- [What the exercise asks] Reproduce the material below word for word, keeping every line unchanged and in order.
------
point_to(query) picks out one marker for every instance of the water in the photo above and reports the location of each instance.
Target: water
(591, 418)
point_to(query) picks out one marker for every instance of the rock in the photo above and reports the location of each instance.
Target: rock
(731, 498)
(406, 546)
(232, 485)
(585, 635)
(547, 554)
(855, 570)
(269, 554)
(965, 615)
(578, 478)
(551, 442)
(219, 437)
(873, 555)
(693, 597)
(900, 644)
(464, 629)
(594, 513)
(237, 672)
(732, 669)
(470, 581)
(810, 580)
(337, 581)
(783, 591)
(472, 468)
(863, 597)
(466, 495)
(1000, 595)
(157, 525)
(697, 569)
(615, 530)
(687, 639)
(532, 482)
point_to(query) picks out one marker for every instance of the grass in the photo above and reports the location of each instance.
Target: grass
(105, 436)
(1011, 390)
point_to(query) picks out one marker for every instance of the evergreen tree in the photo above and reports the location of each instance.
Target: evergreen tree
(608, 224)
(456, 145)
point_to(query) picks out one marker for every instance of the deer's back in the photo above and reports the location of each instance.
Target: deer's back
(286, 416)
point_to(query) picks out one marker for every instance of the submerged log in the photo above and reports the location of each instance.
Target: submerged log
------
- [Answer to the task]
point_to(query) picks out one marker for every instance of the water in the photo above and reports the location of each instance.
Target: water
(591, 418)
point_to(query) picks out one marker for every instance of the rock in the photo above and reports the location of each instance.
Target: rock
(731, 498)
(406, 546)
(232, 485)
(585, 635)
(547, 554)
(855, 570)
(269, 554)
(965, 615)
(578, 478)
(551, 442)
(219, 437)
(873, 555)
(693, 597)
(900, 644)
(464, 629)
(594, 513)
(237, 672)
(732, 669)
(470, 581)
(810, 580)
(337, 581)
(783, 591)
(472, 468)
(863, 597)
(466, 495)
(1000, 595)
(157, 525)
(697, 569)
(615, 530)
(687, 639)
(532, 482)
point_to(query) picks out one marker for every instance of the grass in the photo above and reports the location of each instance.
Target: grass
(105, 436)
(1011, 390)
point_to(query) picks out one marker for every instance of the evergreen tree in the photo above and reports the location of each instance.
Target: evergreen tree
(608, 224)
(456, 145)
point_to(query) picks out one marker for every instance of the deer's back in the photo above and reports the location of each instance.
Target: deer's back
(286, 416)
point_to(query) picks out one marker for every instance of the submerged log in the photo above and reports the location of each instance.
Target: submerged log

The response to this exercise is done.